![](imgs/kodolamaczlogo.png)

# Przetwarzanie Big Data z użyciem Apache Spark

Autor notebooka: Jakub Nowacki.

## Spark 2.0

Spark 2.0 wprowadził wiele optymalizacji związanych z prędkością działania; zobacz [wpis na blogu Databricks](https://databricks.com/blog/2016/07/26/introducing-apache-spark-2-0.html). 

Uporządkowane zostało równierz nieco API. Historycznie było wiele różnych obiektów do sterowania zadaniem: `SparkContext`, `SQLContext` czy `HiveContext`. W wersji Spark 2.0 zostały one wszystkie sprowadzone do obiektu `SparkSession`. Teraz zadania uruchamia się następująco:

In [1]:
import pyspark
import pyspark.sql.functions as func

spark = pyspark.sql.SparkSession.builder \
    .appName('spark_2_test') \
    .master('local[2]') \
    .enableHiveSupport() \
    .getOrCreate()

In [2]:
lines = spark.read.text('data/titus_andronicus.txt')
lines.printSchema()
lines.show()
lines

root
 |-- value: string (nullable = true)

+--------------------+
|               value|
+--------------------+
|                    |
|This Etext file i...|
|cooperation with ...|
|Future and Shakes...|
|Etexts that are N...|
|                    |
|*This Etext has c...|
|                    |
|<<THIS ELECTRONIC...|
|SHAKESPEARE IS CO...|
|PROVIDED BY PROJE...|
|MACHINE READABLE ...|
|(1) ARE FOR YOUR ...|
|DISTRIBUTED OR US...|
|DISTRIBUTION INCL...|
|TIME OR FOR MEMBE...|
|                    |
|*Project Gutenber...|
|in the presentati...|
|for your reading ...|
+--------------------+
only showing top 20 rows



DataFrame[value: string]

In [6]:
words = lines.select(func.split(lines.value, '\W+').alias('words')) 
words.show()
words.printSchema()

_MATERIAŁ ŹRÓDŁOWY_.
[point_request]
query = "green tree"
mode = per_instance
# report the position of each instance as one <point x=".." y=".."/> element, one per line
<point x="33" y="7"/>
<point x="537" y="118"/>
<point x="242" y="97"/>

_POLECENIA_.
A: Do jakiego obiektu według tekstu o Apache Spark sprowadzono w wersji Spark 2.0 obiekty `SparkContext`, `SQLContext` i `HiveContext`?
B: Dopisz dalszy ciąg tekstu o Apache Spark, zaczynając tuż po ostatnim fragmencie kodu.

_ODPOWIEDZI_.
A: Do obiektu `SparkSession`.

B:
+--------------------+
|               words|
+--------------------+
|                  []|
|[This, Etext, fil...|
|[cooperation, wit...|
|[Future, and, Sha...|
|[Etexts, that, ar...|
|                  []|
|[, This, Etext, h...|
|                  []|
|[, THIS, ELECTRON...|
|[SHAKESPEARE, IS,...|
|[PROVIDED, BY, PR...|
|[MACHINE, READABL...|
|[, 1, ARE, FOR, Y...|
|[DISTRIBUTED, OR,...|
|[DISTRIBUTION, IN...|
|[TIME, OR, FOR, M...|
|                  []|
|[, Project, Guten...|
|[in, the, present...|
|[for, your, readi...|
+--------------------+
only showing top 20 rows

root
 |-- words: array (nullable = true)
 |    |-- element: string (containsNull = true)



In [7]:
words = lines.select(func.explode(func.split(lines.value, '\W+')).alias('words')) 
words.show()

+-----------+
|      words|
+-----------+
|           |
|       This|
|      Etext|
|       file|
|         is|
|  presented|
|         by|
|    Project|
|  Gutenberg|
|         in|
|cooperation|
|       with|
|      World|
|    Library|
|        Inc|
|       from|
|      their|
|    Library|
|         of|
|        the|
+-----------+
only showing top 20 rows



In [8]:
counts = words.groupBy('words').count()
counts.show()

+-----------+-----+
|      words|count|
+-----------+-----+
|       AWAY|    1|
|         By|   16|
|      those|    8|
|irreligious|    2|
|       hope|    9|
|      Aside|   15|
|      crest|    1|
|        art|   21|
|ingratitude|    2|
|       some|   32|
|        Sit|    2|
|       Goth|    4|
|     distil|    1|
|      still|    7|
|     ransom|    2|
|        fog|    1|
|     poetry|    1|
|     Heaven|    1|
|    blossom|    1|
|      Virgo|    1|
+-----------+-----+
only showing top 20 rows



In [17]:
words.select(func.lower(func.col('words')).alias('words'))\
    .where(func.length('words') > 0).show()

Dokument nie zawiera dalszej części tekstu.